AIM:
Update the items below by changing "aquatic vegetation" to "water plants" and keeping everything else the same. Omit the pictures from your version.

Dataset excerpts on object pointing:
--- BEGIN ---

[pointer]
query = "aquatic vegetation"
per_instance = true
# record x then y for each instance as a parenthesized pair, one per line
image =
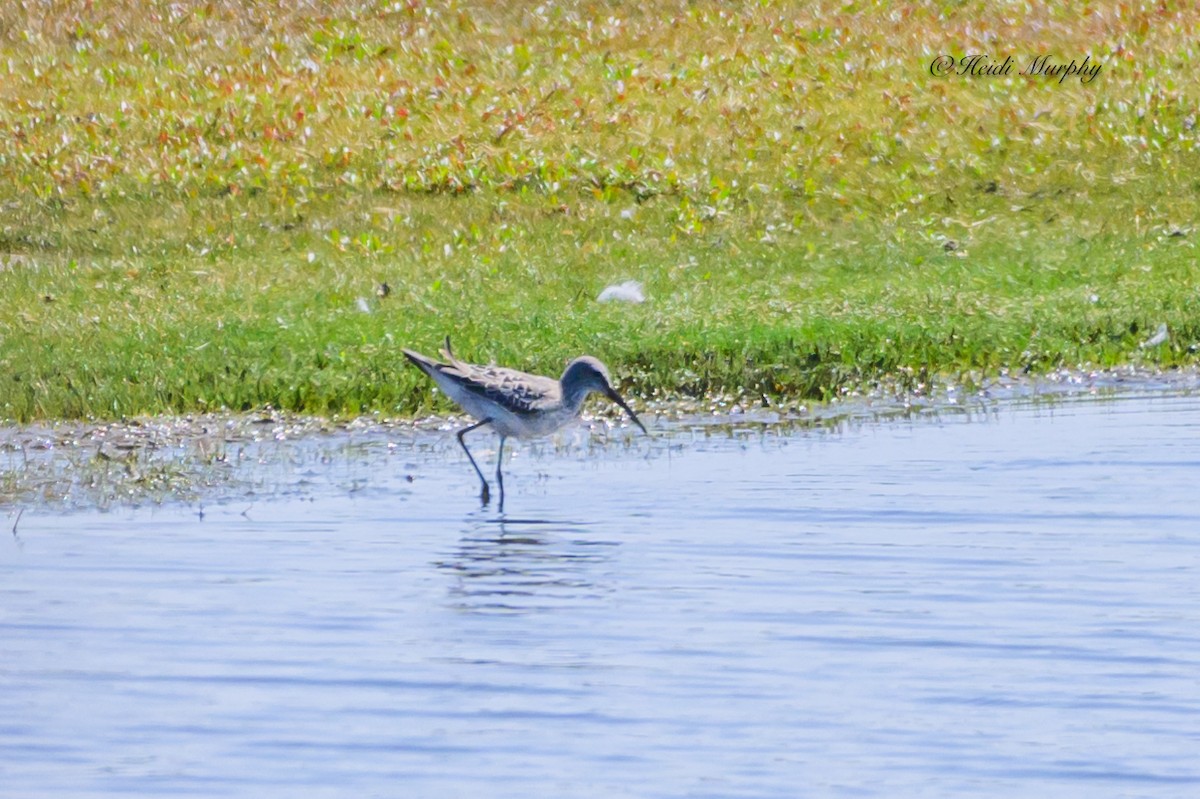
(204, 202)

--- END ---

OUTPUT BELOW:
[pointer]
query = "water plants"
per_instance = true
# record x then y for each instance as a parenthesized pair, one per line
image =
(204, 202)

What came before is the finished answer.